**AIM**
Convert every line of the items below into a numbered list, skipping blank lines and leaving out the pictures.

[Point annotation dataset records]
────────────────────

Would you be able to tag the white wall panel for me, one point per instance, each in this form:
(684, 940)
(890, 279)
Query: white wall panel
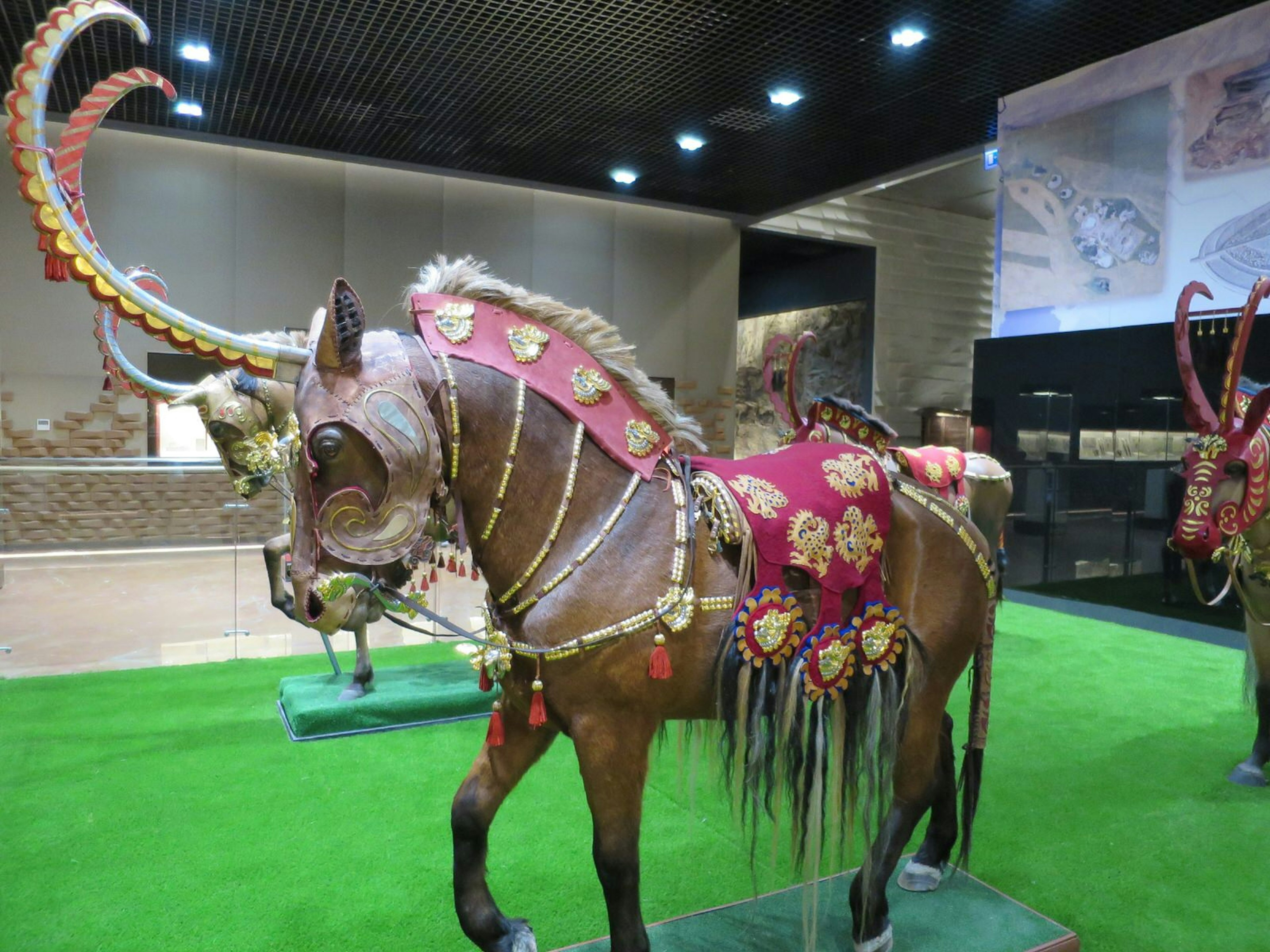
(393, 226)
(289, 238)
(493, 222)
(573, 251)
(651, 287)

────────────────────

**TASK SOLUTION**
1. Would you be able to tag the white wall panel for me, one point per instance, each in this form:
2. (684, 940)
3. (890, 279)
4. Query: white wall panel
5. (393, 226)
6. (289, 238)
7. (493, 222)
8. (573, 251)
9. (651, 287)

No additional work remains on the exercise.